## begin Page excerpt

I can't figure out how to properly use ^ or otherwise negate my unwanted links using the above method. Same goes for character classes, whenever I use [ ] regex just ignores them letter by letter so:
href=\"?[^mailto://](.+?)[\" >]
This simply ignores ANY link with an m a i l t o : or a / in it, that's not what I want, i want it to ignore links with mailto:// in it (hence the subject of thing post, ignore STRING!)
I hope that made sense.
Thanks in advance for any of those who can point me in the right direction!
Also I'm aware I could just look for links based on http:// or https:// but the problem is I'm also trying to find internal links so that's no solution :)
[edited by: eelixduppy at 1:29 pm (utc) on Jan. 14, 2008]
[edit reason] disabled smileys [/edit]
To get rid of ftp is not something I managed.
I tried lookbehind assertions but they didnt seem to be working :(
However maybe someone else will get an idea from my NOT WORKING code -
$pattern = '%href=?(?<!ftp\.)([\w\./#&]+)[" ]>%';
preg_match_all($pattern, $string, $matches, PREG_PATTERN_ORDER);
echo '<pre>';
print_r($matches);
echo '</pre>';
<?

## end Page excerpt
## begin Recorded data

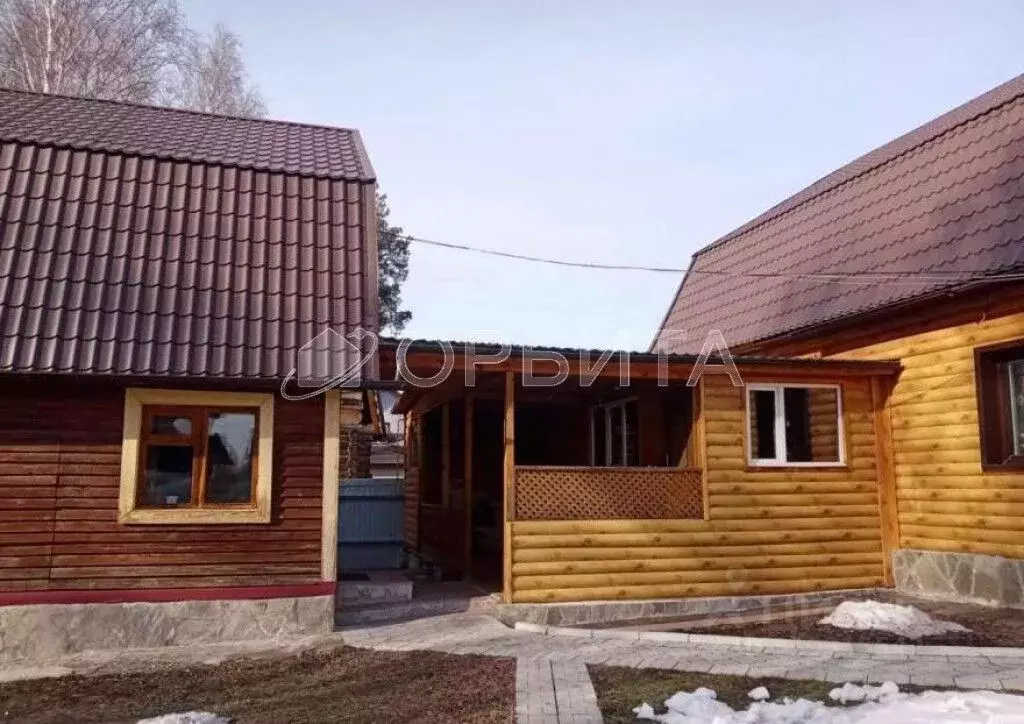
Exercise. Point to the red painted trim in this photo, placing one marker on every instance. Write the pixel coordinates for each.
(166, 595)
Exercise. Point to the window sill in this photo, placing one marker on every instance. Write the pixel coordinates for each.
(195, 516)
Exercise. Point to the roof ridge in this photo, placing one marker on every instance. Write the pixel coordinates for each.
(171, 109)
(965, 113)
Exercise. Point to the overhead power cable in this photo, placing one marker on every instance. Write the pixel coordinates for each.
(857, 278)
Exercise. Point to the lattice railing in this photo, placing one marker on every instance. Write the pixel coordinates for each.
(606, 494)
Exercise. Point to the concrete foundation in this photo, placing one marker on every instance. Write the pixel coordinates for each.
(967, 578)
(46, 631)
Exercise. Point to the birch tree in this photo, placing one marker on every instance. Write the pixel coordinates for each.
(114, 49)
(212, 76)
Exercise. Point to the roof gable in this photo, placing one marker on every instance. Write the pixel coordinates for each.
(138, 263)
(945, 198)
(132, 129)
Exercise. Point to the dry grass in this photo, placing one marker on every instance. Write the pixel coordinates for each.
(341, 685)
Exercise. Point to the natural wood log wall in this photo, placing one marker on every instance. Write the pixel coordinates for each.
(945, 501)
(769, 530)
(59, 466)
(823, 407)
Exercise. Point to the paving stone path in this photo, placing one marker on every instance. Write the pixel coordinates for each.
(552, 684)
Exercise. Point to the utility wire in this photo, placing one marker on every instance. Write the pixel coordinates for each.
(856, 278)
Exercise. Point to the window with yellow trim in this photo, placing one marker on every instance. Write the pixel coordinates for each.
(196, 457)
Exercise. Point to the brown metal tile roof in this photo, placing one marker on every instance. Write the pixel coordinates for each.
(184, 135)
(145, 242)
(946, 199)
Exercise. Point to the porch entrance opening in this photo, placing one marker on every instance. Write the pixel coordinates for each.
(596, 452)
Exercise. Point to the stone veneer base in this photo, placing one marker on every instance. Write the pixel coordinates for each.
(967, 578)
(599, 612)
(42, 632)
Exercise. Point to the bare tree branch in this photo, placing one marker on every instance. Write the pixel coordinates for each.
(212, 77)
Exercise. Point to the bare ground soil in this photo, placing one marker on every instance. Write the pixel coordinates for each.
(989, 627)
(340, 685)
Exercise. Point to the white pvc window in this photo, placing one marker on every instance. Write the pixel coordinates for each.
(795, 425)
(613, 434)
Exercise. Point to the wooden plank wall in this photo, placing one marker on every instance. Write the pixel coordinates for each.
(59, 464)
(768, 530)
(945, 501)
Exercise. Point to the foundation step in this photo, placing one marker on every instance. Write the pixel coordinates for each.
(427, 600)
(378, 589)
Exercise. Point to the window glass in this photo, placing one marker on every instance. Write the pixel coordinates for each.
(632, 452)
(1000, 406)
(811, 424)
(616, 434)
(170, 425)
(808, 431)
(762, 424)
(167, 477)
(230, 444)
(600, 440)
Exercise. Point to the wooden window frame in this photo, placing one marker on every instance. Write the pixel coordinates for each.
(607, 408)
(141, 403)
(779, 461)
(993, 425)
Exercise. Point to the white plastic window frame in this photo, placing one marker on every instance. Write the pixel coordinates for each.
(779, 461)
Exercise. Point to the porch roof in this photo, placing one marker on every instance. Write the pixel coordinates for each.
(426, 357)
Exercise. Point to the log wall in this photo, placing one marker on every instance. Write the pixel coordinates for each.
(945, 501)
(59, 467)
(769, 530)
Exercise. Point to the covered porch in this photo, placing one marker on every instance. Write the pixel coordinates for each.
(634, 484)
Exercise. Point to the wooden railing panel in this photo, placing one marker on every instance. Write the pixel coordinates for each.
(606, 494)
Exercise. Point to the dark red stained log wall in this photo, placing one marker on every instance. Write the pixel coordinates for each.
(59, 469)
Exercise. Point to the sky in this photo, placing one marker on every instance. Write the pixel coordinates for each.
(597, 131)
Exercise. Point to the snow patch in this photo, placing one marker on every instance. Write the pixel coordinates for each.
(851, 693)
(902, 621)
(186, 718)
(759, 694)
(883, 705)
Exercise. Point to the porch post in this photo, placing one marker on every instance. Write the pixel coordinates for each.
(509, 481)
(446, 455)
(467, 476)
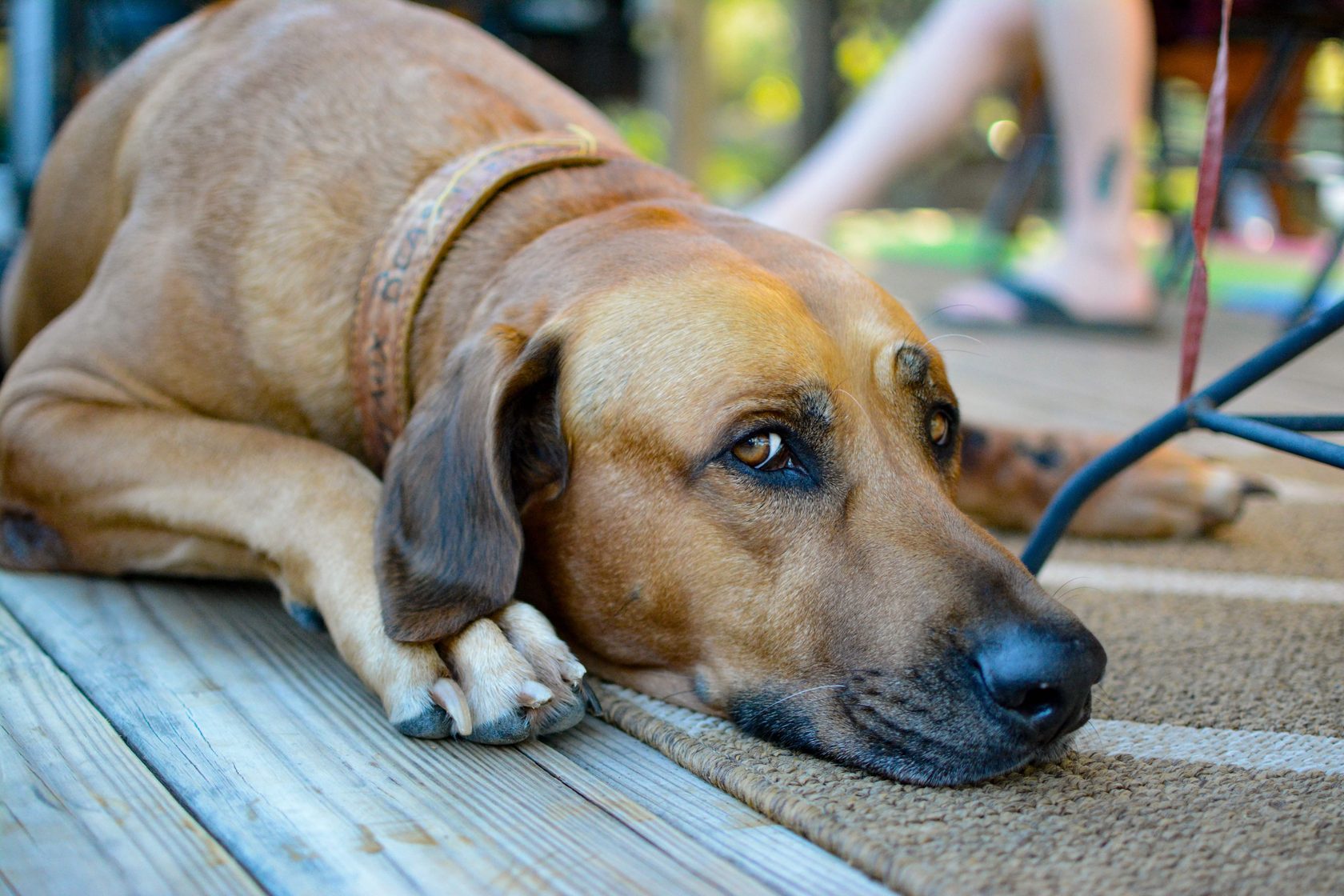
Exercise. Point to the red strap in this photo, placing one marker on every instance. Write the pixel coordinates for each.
(1206, 199)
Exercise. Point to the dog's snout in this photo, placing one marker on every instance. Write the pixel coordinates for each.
(1042, 674)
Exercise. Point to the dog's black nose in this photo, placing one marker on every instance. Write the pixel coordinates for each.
(1042, 674)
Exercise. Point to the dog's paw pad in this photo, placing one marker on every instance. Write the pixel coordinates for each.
(508, 728)
(432, 723)
(306, 617)
(565, 714)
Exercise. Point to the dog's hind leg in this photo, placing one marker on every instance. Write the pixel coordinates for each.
(1008, 477)
(100, 486)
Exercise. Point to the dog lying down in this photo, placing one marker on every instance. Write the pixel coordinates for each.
(714, 456)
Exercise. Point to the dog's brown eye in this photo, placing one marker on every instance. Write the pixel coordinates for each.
(940, 427)
(764, 452)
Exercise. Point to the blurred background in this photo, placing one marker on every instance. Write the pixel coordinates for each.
(733, 92)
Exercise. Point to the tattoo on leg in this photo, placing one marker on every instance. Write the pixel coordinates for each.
(1106, 172)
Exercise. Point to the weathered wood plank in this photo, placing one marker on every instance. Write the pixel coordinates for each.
(284, 757)
(78, 812)
(764, 850)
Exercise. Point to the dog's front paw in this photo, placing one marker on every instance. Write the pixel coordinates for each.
(518, 678)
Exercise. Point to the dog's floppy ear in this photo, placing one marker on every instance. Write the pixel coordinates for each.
(449, 542)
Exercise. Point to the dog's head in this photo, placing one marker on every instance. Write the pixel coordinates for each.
(725, 466)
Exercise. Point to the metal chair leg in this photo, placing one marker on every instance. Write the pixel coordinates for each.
(1186, 415)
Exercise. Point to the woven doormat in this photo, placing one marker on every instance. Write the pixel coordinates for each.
(1215, 763)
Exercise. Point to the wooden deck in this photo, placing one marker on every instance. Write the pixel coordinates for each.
(171, 738)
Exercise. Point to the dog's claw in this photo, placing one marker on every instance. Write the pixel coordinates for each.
(590, 700)
(448, 694)
(534, 694)
(573, 672)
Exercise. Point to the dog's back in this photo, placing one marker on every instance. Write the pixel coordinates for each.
(233, 110)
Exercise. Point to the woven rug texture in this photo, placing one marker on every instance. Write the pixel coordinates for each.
(1214, 763)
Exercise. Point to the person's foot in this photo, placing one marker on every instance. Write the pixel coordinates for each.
(780, 213)
(1087, 294)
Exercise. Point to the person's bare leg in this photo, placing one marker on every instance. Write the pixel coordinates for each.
(1098, 69)
(960, 50)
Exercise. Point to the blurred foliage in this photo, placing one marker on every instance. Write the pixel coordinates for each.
(1326, 77)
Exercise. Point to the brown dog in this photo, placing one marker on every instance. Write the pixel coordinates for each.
(730, 454)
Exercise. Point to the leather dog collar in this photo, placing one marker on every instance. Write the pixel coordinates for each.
(410, 251)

## end Recorded data

▶ _Task list_:
1 – In the regex thread, what did the poster try that did not seem to work?
2 – Echo the regex thread, starting with "Thanks in advance" and going on through "no solution :)".
3 – Write what comes next in the regex thread, picking up after its final line.
The listing has nothing to do with the regex thread.

▶ _In response_:
1 – Lookbehind assertions.

2 –
Thanks in advance for any of those who can point me in the right direction!
Also I'm aware I could just look for links based on http:// or https:// but the problem is I'm also trying to find internal links so that's no solution :)

3 –
$str .= "<a href=\"somewhere.php\">";
$str .= "<a href=\"somewhere.php\" target=\"_new\">";
$str .= "<a href=\"mailto://someone@somewhere.com\">";
$str .= "<a href=\"ftp://somewhere.com\">";
$str .= "<a href=\"somewhere.php\" target=\"_blank\">";
$pattern2="/\<{1}a\shref=\"{0,1}[a-zA-Z0-9\%\_\-\?\.\s\&\=\"\/]+\"{0,1}\>{1}/si";
preg_match_all($pattern2, $str, $matches);
print_r($matches); //you'll need to "view source" to see the actual becuase html entities will get parsed.
?>
if this doesn't work for you, im sure theres other ways. suhc as writing a loop to go through your $matches array, store the ones that are valid in a temp array while in the process ignore all the ones with the string you want to ignore.